## Given information:
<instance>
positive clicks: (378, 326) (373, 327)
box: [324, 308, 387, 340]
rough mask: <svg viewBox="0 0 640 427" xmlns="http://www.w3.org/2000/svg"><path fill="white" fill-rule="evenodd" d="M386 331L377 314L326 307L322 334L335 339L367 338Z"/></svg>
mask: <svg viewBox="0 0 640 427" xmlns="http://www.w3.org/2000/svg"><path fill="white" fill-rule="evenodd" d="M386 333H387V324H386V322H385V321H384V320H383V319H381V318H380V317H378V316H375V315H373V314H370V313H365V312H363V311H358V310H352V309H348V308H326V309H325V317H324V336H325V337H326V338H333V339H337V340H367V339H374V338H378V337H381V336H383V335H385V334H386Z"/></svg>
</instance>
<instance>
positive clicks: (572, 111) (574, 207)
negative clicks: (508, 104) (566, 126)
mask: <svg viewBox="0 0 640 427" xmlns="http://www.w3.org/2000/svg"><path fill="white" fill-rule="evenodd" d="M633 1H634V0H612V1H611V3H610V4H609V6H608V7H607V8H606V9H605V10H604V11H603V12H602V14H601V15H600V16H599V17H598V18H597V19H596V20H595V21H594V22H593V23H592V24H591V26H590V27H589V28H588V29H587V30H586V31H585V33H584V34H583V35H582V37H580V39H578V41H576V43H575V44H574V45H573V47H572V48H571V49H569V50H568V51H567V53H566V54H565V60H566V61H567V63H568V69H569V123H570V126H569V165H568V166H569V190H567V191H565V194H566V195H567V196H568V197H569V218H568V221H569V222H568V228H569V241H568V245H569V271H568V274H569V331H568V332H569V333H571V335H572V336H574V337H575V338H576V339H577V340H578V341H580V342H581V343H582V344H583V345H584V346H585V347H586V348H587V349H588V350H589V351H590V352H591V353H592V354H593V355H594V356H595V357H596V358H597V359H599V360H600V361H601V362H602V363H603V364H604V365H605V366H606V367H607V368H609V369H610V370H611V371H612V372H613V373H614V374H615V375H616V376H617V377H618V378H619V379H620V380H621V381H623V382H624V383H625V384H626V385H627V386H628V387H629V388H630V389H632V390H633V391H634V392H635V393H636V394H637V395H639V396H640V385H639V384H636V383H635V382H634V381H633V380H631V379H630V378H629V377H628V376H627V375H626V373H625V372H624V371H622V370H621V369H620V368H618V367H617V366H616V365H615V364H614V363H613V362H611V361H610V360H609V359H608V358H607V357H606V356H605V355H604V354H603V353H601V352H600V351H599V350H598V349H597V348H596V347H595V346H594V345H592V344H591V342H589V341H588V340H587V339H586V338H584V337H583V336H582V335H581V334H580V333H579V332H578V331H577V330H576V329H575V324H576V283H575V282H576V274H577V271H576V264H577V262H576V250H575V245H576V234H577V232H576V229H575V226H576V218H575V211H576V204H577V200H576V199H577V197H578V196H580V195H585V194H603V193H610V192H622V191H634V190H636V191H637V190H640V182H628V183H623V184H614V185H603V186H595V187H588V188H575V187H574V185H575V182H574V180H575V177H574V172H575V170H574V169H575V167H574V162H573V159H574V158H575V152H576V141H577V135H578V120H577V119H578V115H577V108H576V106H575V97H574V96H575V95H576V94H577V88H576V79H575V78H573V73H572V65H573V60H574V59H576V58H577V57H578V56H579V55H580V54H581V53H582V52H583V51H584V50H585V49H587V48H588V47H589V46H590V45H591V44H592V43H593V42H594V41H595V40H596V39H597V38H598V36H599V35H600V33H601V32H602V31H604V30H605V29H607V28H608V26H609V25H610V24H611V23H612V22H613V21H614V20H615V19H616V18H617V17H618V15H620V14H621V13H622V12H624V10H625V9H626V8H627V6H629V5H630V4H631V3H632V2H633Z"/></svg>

## What the exercise asks:
Retype the lines starting at the one containing "</instance>" and ending at the one containing "negative clicks: (508, 104) (566, 126)", with both of those lines included.

## Exercise solution:
</instance>
<instance>
positive clicks: (572, 111) (574, 207)
negative clicks: (508, 104) (566, 126)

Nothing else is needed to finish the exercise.